But that’s twenty-six years isn’t it? Yes, it is. Shout-out to the year 2007 when I inadvertently planned a trip to Paris in late February 2008. However, I didn’t want to deprive Roger Deakins of one of his best chances at victory. [Side note: In the end, I only provided Deakins nominations as options for cinematography so no one had any choice in the matter, really. Hashtag, no regrets.]

You might think that Bérénice Marlohe is plotting her next move but really she is wondering if anyone will make her look as good as Roger Deakins does in Skyfall.

Twitter polling provided the nomination lists in the categories of acting, directing, cinematography, editing, producing, and writing. In the case of Best Picture, all 166 films nominated from 1992 to 2017 were eligible. Then, previous attendees of my annual dinner and pool voted for their favorite in each category and ranked up to ten films for Best Picture.

And here are the results. Thanks to everyone who participated!

Best Actor Nominees:
Russell Crowe for The Insider
Daniel Day-Lewis for There Will Be Blood
Philip Seymour Hoffman for Capote
Mickey Rourke for The Wrestler
Denzel Washington for Malcolm X

And the winner is… a tie!

» Provided data:
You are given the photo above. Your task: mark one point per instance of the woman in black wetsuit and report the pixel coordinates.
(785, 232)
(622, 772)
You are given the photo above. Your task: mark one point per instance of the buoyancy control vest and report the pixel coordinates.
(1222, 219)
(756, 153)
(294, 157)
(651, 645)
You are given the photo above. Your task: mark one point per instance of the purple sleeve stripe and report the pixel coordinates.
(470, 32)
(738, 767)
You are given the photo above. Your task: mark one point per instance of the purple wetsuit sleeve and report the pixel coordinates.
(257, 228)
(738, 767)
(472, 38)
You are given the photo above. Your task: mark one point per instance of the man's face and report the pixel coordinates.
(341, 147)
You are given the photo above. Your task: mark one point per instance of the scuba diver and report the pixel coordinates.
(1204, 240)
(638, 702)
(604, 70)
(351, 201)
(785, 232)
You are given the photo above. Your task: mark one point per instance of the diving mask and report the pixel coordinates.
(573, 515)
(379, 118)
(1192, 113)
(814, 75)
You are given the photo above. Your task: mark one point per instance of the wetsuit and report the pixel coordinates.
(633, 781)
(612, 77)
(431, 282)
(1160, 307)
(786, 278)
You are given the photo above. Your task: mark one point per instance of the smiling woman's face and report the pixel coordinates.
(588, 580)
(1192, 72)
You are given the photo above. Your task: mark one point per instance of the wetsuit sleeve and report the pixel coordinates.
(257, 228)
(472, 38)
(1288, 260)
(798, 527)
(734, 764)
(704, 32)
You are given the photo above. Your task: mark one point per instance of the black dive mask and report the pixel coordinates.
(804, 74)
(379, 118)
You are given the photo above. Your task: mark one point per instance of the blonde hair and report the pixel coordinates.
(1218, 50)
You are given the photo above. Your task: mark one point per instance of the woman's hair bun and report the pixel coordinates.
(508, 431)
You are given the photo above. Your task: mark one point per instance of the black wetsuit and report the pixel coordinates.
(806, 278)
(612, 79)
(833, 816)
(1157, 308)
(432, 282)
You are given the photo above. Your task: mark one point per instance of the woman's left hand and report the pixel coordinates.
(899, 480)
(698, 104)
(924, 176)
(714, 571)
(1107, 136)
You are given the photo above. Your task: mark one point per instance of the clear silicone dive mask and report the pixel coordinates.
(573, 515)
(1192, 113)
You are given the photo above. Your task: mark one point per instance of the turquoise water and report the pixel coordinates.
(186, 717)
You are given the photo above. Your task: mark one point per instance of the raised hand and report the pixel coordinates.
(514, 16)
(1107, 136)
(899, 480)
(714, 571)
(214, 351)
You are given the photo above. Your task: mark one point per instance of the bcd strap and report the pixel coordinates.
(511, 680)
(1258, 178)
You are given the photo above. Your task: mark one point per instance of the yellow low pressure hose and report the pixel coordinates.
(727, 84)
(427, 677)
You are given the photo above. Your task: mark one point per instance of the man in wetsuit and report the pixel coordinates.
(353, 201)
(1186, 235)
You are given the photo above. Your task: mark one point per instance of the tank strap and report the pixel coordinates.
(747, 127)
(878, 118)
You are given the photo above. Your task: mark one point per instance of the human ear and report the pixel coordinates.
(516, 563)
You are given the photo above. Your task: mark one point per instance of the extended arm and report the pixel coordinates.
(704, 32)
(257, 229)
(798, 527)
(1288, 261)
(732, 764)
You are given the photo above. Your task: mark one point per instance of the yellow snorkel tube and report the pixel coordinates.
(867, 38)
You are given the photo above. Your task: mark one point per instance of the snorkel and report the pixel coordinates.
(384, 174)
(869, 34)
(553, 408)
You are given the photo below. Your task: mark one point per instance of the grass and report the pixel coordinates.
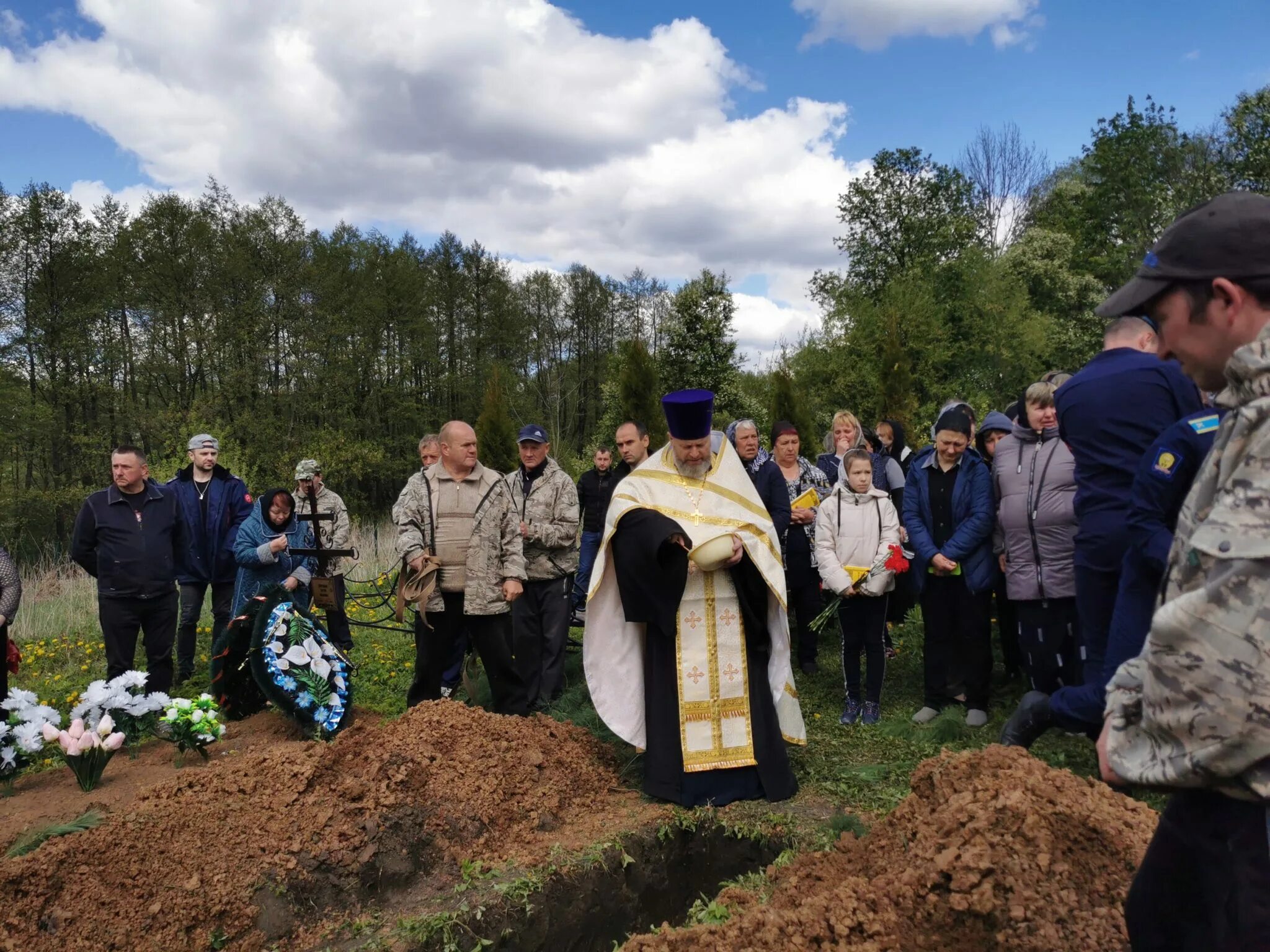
(861, 770)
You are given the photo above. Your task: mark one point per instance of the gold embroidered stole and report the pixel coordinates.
(714, 691)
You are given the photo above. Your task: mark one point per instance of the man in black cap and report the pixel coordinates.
(548, 505)
(1192, 712)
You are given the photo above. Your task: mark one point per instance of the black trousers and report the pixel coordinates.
(1204, 885)
(864, 626)
(156, 621)
(1049, 637)
(804, 602)
(337, 619)
(191, 609)
(491, 633)
(958, 641)
(540, 631)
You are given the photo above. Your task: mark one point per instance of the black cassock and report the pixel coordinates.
(652, 573)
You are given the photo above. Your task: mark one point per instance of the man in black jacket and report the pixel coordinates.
(595, 490)
(130, 537)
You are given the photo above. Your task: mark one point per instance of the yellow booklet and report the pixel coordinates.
(808, 500)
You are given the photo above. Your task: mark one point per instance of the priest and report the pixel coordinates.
(687, 653)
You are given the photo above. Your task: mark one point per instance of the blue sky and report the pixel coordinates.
(550, 140)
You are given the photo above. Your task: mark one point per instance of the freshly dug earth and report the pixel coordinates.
(242, 847)
(992, 851)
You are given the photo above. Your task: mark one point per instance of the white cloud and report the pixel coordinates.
(506, 121)
(871, 24)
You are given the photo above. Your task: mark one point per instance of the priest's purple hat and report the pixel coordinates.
(689, 413)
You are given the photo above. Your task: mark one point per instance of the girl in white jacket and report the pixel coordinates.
(855, 527)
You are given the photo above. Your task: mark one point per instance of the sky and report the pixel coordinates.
(665, 135)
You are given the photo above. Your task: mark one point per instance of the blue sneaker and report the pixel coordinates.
(851, 712)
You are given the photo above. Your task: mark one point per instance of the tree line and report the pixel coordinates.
(967, 278)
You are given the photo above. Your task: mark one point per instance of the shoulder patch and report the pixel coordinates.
(1166, 462)
(1206, 425)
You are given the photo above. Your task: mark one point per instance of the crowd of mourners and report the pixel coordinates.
(1055, 517)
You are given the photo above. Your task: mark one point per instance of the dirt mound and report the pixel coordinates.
(992, 851)
(239, 847)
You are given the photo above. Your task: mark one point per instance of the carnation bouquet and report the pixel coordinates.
(87, 751)
(22, 734)
(134, 712)
(894, 562)
(192, 725)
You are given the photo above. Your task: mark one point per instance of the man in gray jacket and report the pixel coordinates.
(546, 500)
(461, 513)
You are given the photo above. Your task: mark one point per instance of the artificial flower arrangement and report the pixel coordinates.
(192, 725)
(23, 730)
(894, 562)
(299, 668)
(84, 749)
(134, 712)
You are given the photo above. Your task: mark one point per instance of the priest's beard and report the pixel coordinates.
(693, 471)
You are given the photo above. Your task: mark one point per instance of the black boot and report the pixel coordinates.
(1029, 721)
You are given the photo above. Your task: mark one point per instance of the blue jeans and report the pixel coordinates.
(586, 563)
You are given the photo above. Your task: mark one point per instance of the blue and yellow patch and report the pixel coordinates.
(1206, 425)
(1166, 464)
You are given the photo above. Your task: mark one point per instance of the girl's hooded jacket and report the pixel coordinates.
(258, 566)
(1034, 482)
(855, 528)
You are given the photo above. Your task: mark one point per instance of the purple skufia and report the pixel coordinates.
(689, 413)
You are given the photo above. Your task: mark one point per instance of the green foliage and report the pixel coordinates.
(33, 840)
(494, 428)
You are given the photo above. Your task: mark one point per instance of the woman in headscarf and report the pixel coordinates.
(263, 550)
(11, 594)
(949, 512)
(744, 436)
(798, 544)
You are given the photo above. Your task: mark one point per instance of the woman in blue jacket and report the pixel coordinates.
(949, 513)
(263, 550)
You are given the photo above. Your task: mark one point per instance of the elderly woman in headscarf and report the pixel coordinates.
(744, 436)
(11, 594)
(263, 550)
(798, 545)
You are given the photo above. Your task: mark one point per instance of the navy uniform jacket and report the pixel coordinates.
(1160, 488)
(1109, 414)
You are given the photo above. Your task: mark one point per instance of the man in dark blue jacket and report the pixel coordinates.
(1109, 414)
(1160, 488)
(213, 503)
(130, 537)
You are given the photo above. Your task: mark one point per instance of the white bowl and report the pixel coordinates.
(713, 555)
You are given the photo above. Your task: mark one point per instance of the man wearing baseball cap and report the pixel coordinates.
(1192, 712)
(546, 501)
(213, 503)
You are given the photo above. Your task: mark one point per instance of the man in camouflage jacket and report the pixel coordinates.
(546, 503)
(461, 512)
(1192, 712)
(334, 535)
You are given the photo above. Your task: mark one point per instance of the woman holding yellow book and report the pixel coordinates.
(807, 487)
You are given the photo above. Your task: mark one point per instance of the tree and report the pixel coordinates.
(494, 428)
(1006, 174)
(908, 211)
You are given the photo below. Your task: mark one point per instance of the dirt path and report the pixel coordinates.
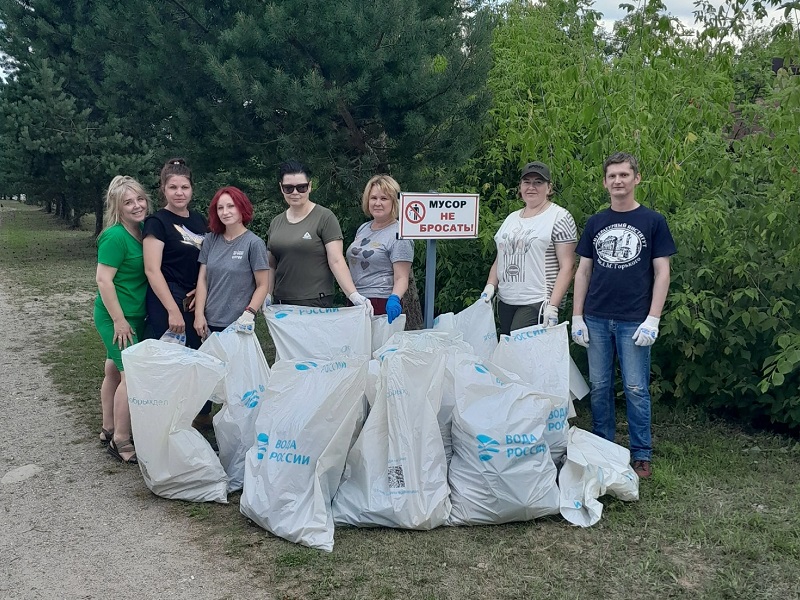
(74, 523)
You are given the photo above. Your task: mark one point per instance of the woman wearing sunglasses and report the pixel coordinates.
(305, 248)
(380, 264)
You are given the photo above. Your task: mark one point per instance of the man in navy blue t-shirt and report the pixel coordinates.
(620, 288)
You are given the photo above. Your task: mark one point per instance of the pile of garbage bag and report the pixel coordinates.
(361, 423)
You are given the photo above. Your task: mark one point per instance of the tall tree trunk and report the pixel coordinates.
(98, 216)
(412, 305)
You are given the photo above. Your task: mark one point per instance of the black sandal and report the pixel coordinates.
(106, 435)
(116, 452)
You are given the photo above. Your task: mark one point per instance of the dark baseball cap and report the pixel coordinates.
(540, 169)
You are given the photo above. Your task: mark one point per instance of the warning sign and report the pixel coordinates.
(438, 216)
(415, 212)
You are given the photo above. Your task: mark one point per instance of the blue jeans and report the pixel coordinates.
(609, 338)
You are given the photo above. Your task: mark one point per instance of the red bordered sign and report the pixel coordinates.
(438, 216)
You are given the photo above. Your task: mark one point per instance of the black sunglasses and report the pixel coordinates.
(301, 188)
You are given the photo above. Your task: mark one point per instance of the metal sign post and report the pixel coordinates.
(435, 216)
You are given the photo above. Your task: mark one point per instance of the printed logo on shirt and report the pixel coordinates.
(514, 247)
(619, 246)
(189, 237)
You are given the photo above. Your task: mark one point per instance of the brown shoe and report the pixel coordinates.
(203, 422)
(642, 468)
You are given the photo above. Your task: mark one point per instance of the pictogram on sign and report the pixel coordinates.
(415, 212)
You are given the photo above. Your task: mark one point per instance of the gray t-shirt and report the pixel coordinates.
(371, 257)
(229, 274)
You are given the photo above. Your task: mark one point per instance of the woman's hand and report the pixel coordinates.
(190, 298)
(201, 325)
(123, 334)
(176, 322)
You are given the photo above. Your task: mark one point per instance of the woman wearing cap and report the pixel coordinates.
(305, 249)
(535, 256)
(380, 263)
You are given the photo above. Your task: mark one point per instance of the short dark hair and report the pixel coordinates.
(619, 158)
(175, 166)
(292, 167)
(240, 200)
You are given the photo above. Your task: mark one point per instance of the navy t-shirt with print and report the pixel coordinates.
(622, 246)
(182, 238)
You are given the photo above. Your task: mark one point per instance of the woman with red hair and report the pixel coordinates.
(233, 267)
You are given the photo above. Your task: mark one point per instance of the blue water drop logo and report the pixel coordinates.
(306, 366)
(263, 442)
(487, 447)
(251, 399)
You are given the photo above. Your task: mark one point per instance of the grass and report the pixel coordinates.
(720, 518)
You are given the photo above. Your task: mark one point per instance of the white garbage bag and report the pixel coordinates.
(476, 323)
(396, 473)
(241, 393)
(452, 344)
(302, 332)
(540, 357)
(501, 470)
(302, 437)
(594, 467)
(382, 330)
(167, 386)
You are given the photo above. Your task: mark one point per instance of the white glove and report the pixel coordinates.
(580, 334)
(359, 300)
(246, 323)
(647, 332)
(267, 302)
(550, 315)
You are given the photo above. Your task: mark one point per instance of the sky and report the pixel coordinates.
(679, 8)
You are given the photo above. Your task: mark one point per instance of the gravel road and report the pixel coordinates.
(73, 522)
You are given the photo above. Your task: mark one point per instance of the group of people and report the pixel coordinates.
(620, 288)
(186, 274)
(180, 272)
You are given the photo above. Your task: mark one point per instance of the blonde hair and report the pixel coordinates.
(119, 186)
(388, 186)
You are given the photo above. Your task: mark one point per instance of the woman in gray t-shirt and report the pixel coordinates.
(233, 281)
(380, 264)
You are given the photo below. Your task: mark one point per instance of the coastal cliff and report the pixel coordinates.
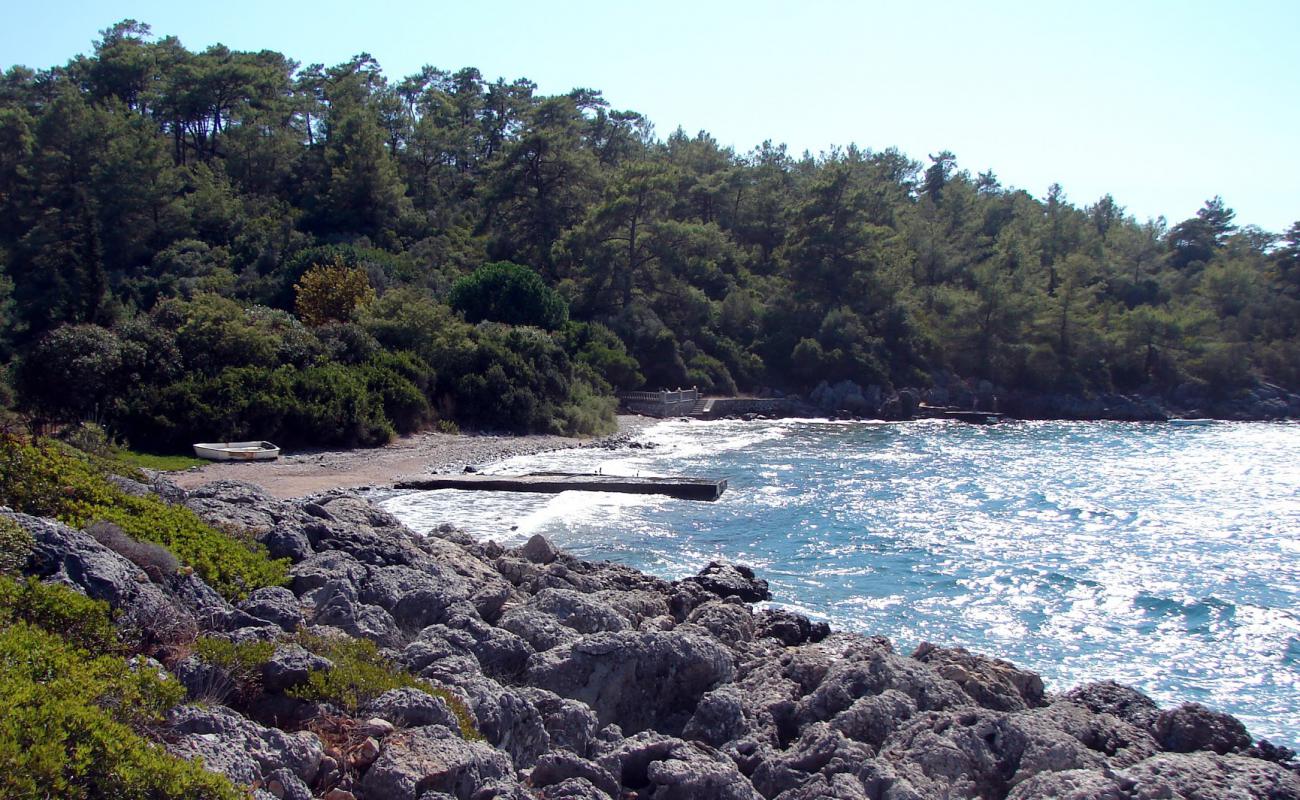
(534, 674)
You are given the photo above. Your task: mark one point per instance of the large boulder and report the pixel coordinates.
(636, 679)
(1110, 697)
(228, 742)
(411, 708)
(289, 666)
(146, 614)
(671, 769)
(1195, 727)
(991, 682)
(433, 759)
(276, 605)
(1173, 775)
(732, 580)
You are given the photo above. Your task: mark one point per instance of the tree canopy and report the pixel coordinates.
(146, 182)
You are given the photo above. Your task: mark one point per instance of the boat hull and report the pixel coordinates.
(237, 450)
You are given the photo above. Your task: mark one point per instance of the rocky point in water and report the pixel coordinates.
(594, 680)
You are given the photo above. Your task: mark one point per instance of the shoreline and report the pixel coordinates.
(313, 471)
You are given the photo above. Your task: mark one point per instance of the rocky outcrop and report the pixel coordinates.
(596, 682)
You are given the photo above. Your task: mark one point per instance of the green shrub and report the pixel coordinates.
(241, 661)
(47, 481)
(503, 292)
(16, 543)
(68, 726)
(53, 608)
(360, 674)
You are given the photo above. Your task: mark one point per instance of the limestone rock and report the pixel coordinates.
(636, 679)
(433, 759)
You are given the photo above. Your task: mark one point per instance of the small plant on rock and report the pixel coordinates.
(16, 544)
(362, 674)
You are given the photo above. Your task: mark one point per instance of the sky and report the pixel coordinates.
(1162, 104)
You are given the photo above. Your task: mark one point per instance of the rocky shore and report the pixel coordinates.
(592, 680)
(849, 400)
(304, 472)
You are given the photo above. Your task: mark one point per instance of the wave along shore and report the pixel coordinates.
(594, 680)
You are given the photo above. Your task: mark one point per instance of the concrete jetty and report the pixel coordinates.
(551, 483)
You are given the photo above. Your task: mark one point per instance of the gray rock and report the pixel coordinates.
(411, 708)
(287, 540)
(732, 580)
(416, 597)
(540, 630)
(285, 785)
(146, 617)
(664, 768)
(560, 765)
(1195, 727)
(1110, 697)
(636, 679)
(234, 505)
(326, 567)
(336, 608)
(433, 759)
(570, 725)
(507, 720)
(819, 749)
(572, 788)
(1173, 775)
(501, 653)
(538, 550)
(720, 718)
(728, 622)
(289, 666)
(1118, 740)
(991, 682)
(220, 735)
(579, 612)
(277, 605)
(789, 628)
(874, 718)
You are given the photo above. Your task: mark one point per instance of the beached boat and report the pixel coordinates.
(237, 450)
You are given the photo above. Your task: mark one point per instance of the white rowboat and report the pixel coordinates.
(237, 450)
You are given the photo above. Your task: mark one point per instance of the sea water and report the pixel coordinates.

» Required task: Reproduce the portion of the awards poll excerpt between "You might think" and "everyone who participated!", inclusive. The lines are separate from the awards poll excerpt.

» Solution for this task:
You might think that Bérénice Marlohe is plotting her next move but really she is wondering if anyone will make her look as good as Roger Deakins does in Skyfall.

Twitter polling provided the nomination lists in the categories of acting, directing, cinematography, editing, producing, and writing. In the case of Best Picture, all 166 films nominated from 1992 to 2017 were eligible. Then, previous attendees of my annual dinner and pool voted for their favorite in each category and ranked up to ten films for Best Picture.

And here are the results. Thanks to everyone who participated!